Text provided:
+++++
The latest project of imaginative director Wes Anderson may be due in March 2014, yet, as the trailer was released just a few days ago, news about its impressive cast quickly spread on the Internet.
His fans may be undoubtedly excited to know that the movie will feature a long list of stars, including Ralph Fiennes, Edward Norton, Adrien Brody, Willem Dafoe, Léa Seydoux, Jason Schwartzman, Jude Law, Tilda Swinton, Harvey Keitel, Bill Murray, and Owen Wilson among the others, but there are some glorious news for costume design fans as well. The costume designer on The Grand Budapest Hotel is indeed Milena Canonero who turned to the historical Tirelli tailoring house to make the costumes.
Set in the late '20s, the film follows the vicissitudes of Gustave (Fiennes), the much-loved concierge working at a famous European hotel, and lobby boy Zero Moustafa (Revolori). Trouble starts when Madame D. (an aged Swinton rendered unrecognisable thanks to heavy make up that includes a massive grey beehive, wrinkles and age spots) is found murdered. The concierge becomes the prime suspect after he inherits a famous painting. While Gustave and Zero run away from the law and from Madame D.'s angry son, the young boy falls in love with Agatha (Saoirse Ronan), a fellow hotel worker with an enigmatic birth mark on her face.
+++++
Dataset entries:
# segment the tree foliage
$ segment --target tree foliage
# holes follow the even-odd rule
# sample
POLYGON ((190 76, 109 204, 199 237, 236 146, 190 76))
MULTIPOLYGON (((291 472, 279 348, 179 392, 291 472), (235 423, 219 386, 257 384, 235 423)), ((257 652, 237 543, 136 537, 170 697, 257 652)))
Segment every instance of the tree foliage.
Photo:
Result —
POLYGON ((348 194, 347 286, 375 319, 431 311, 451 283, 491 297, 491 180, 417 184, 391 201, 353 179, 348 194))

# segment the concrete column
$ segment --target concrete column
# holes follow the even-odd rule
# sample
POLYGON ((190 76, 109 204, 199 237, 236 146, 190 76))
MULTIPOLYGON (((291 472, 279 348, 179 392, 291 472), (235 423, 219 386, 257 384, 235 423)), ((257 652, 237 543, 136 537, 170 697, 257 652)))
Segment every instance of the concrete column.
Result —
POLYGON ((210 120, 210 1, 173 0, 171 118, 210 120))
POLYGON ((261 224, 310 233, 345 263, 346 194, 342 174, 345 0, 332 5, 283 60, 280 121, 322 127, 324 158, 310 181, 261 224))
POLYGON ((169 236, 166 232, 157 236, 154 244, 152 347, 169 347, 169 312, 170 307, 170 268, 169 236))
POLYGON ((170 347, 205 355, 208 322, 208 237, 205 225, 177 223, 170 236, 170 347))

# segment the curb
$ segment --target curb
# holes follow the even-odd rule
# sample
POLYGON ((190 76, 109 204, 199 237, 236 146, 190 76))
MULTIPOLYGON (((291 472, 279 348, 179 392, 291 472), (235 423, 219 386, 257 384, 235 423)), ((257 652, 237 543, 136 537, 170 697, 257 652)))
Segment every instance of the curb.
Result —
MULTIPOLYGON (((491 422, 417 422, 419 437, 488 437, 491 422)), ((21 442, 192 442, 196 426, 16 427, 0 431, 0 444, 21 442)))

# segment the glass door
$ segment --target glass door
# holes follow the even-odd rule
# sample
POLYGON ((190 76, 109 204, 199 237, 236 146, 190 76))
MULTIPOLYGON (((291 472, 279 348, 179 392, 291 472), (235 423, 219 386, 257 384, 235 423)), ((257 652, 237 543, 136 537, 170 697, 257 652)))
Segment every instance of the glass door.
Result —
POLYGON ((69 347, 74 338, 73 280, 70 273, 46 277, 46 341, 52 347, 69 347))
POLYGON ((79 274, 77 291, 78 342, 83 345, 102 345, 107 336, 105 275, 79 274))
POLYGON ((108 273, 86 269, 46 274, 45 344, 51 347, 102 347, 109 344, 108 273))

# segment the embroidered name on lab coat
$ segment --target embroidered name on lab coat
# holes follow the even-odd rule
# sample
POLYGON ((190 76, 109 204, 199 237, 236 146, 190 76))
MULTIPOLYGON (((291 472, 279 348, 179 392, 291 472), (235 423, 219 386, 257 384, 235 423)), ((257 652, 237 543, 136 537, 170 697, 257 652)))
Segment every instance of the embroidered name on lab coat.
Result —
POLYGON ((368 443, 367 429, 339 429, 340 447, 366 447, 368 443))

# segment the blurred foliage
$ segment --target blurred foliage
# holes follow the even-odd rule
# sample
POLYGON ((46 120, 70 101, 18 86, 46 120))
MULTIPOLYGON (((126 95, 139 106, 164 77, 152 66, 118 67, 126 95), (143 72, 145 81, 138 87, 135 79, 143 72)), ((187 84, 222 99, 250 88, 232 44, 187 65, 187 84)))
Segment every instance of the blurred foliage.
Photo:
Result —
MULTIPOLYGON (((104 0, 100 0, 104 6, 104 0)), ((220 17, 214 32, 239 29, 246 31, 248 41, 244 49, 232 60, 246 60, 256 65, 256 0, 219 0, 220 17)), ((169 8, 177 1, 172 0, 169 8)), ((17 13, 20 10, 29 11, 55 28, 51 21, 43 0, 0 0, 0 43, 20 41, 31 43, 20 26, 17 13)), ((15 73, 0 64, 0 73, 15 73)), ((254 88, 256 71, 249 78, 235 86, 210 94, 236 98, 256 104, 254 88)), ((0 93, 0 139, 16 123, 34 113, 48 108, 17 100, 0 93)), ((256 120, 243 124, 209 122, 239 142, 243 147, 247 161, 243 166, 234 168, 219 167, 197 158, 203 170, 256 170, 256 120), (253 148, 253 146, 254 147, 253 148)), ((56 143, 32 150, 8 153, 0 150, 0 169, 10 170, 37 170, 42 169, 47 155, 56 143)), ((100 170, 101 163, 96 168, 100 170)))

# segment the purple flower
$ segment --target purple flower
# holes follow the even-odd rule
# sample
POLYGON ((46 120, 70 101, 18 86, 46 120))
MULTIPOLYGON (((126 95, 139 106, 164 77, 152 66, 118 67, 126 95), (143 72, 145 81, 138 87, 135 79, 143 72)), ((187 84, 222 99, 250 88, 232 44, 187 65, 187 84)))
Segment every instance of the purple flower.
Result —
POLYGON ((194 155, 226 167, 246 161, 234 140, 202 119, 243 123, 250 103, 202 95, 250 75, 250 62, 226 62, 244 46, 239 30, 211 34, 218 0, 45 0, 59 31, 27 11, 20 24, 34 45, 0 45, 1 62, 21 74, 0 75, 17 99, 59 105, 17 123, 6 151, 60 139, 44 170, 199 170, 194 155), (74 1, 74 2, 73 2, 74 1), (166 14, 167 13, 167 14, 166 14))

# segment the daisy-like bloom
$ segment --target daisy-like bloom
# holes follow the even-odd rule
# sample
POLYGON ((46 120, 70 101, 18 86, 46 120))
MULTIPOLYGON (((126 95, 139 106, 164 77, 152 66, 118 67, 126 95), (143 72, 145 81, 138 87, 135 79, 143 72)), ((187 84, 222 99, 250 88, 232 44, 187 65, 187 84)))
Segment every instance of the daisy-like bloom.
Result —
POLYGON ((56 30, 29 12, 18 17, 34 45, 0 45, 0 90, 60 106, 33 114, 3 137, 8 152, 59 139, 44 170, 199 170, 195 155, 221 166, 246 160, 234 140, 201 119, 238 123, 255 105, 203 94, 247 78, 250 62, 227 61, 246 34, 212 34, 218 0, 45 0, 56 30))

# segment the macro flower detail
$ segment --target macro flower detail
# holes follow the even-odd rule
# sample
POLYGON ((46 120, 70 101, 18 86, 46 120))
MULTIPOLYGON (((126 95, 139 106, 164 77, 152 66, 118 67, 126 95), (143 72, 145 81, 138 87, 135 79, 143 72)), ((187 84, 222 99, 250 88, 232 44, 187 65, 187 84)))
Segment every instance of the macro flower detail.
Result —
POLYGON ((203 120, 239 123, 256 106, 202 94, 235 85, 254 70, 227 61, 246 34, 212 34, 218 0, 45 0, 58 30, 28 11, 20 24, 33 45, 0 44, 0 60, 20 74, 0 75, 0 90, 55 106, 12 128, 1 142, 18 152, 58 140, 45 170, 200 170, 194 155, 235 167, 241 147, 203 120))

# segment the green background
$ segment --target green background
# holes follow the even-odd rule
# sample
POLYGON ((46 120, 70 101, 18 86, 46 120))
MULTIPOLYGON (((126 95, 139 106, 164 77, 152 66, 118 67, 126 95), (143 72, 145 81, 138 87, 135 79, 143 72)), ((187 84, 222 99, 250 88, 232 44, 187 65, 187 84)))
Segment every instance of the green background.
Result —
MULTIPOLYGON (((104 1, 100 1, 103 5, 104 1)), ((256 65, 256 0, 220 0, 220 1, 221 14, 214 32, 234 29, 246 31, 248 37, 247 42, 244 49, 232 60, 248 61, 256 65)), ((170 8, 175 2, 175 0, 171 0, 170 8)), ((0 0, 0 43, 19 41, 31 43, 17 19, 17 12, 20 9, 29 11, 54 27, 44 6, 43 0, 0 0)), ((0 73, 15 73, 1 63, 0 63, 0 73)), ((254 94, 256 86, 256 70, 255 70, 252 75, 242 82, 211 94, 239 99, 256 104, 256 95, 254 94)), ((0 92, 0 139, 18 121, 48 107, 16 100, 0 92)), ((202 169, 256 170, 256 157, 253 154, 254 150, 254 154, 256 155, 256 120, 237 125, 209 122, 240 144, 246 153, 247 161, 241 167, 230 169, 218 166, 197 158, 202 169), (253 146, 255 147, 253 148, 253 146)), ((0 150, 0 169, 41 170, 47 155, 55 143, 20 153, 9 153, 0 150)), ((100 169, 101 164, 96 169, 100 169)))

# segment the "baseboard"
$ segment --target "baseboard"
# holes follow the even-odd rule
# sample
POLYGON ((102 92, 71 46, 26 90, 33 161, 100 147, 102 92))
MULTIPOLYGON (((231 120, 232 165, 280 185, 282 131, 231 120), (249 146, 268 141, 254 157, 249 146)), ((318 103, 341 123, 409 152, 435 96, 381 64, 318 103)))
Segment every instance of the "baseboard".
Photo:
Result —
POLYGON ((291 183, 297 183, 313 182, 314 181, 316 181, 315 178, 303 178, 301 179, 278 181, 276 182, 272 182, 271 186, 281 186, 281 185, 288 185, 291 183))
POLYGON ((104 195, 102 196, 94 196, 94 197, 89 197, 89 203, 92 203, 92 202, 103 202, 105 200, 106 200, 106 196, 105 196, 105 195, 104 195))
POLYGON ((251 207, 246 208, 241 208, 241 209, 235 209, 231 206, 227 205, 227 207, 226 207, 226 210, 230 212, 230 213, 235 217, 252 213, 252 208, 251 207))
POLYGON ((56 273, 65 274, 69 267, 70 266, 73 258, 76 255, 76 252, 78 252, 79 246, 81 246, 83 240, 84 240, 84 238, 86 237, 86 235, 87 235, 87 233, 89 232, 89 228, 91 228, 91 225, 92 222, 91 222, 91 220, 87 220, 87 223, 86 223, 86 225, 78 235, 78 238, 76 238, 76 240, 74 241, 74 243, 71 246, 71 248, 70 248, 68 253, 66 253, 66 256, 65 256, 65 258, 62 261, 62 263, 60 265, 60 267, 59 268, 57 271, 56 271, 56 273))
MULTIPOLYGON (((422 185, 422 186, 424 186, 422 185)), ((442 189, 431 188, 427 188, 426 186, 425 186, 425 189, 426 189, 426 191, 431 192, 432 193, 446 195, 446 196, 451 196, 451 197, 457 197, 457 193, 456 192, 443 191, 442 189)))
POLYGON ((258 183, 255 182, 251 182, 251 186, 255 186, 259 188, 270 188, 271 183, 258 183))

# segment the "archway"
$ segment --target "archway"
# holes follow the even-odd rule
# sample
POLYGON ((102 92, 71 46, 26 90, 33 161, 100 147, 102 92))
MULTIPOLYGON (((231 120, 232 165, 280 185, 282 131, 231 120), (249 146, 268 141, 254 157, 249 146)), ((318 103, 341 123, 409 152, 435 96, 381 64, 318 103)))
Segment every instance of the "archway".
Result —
+++++
Aim of the exercise: Continue the article about the cast and costumes of The Grand Budapest Hotel from the point where it stops. The rows above play no part in what comes next.

Exercise response:
Apparently, the film will be a bit of a clever assemblage (the poster seems to hint towards a sort of pastel kitsch with some sublime added via Caspar David Friedrich's The Watzmann) with references to Hollywood comedies, vintage moods and the usually bizarre characters who populate Anderson's universe.
Though the director won't rely on the costumes alone to move the story forward, the trailer features quite a few eye-catching scenes with unusual colour pairing such as tomato red and violet or ochre and purple (the latter slightly reminiscent - especially when employed for the hotel staff costumes - of the uniforms in Valerio Zurlini's 1976 film The Desert of the Tartars), while the film poster with that emphasis on pink shades somehow calls to mind the palette favoured by Jean Claude-Duplessis in his porcelain vases and vessels (View this photo).
Milena Canonero - nominated to five Oscars and winner of three Academy Awards - already worked with Anderson on The Life Aquatic with Steve Zissou (2004) and The Darjeeling Limited (2007) and collaborated with the Tirelli costume house on Sofia Coppola's Marie Antoinette (2006). The latter won her an Oscar for best costume designer, inspiring multiple fashion collections, photo shoots and covers on glossy magazines and a barrage of useless ramblings about cute pastel colours on your average style blog.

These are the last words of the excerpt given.